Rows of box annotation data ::
────────────────
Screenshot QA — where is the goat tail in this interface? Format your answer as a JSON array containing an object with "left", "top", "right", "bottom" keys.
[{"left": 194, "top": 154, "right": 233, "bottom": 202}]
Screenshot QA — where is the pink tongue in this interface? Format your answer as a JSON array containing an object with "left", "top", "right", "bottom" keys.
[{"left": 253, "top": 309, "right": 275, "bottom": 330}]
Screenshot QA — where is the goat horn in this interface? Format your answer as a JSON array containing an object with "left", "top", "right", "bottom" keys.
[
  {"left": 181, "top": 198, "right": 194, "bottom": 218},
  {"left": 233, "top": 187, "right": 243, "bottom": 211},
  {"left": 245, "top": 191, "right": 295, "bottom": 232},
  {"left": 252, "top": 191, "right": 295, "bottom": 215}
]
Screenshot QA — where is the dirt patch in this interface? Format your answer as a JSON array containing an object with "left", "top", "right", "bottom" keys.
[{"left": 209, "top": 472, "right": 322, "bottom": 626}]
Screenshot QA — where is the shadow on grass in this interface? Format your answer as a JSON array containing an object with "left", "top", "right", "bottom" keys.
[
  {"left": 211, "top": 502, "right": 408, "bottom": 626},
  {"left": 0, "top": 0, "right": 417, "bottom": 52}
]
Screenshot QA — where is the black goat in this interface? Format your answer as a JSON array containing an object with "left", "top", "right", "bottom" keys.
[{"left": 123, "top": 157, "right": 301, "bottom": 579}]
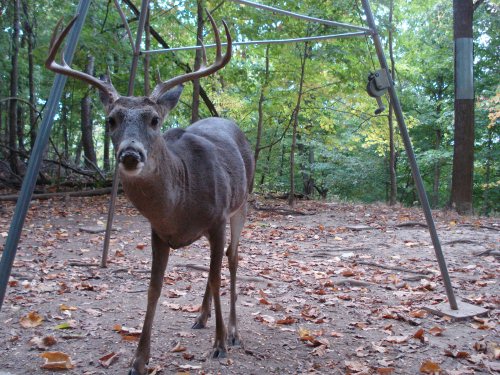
────────────────
TASK TO COMPLETE ::
Pick out and copy every line of the records that contains the word "goat", matching case exactly.

CORRECT RESPONSE ::
Screenshot QA — where is the goat tail in this interface? Format your answer as a JSON array containing an object with "left", "top", "right", "bottom" keys.
Screenshot QA — where is the goat horn in this interface? Format your answer as a JSON array containing an object with "left", "top", "right", "bottom" keys.
Screenshot QA — where is the black goat in this interface? Format your answer as a JSON array containing an object with "left", "top", "right", "bottom" keys.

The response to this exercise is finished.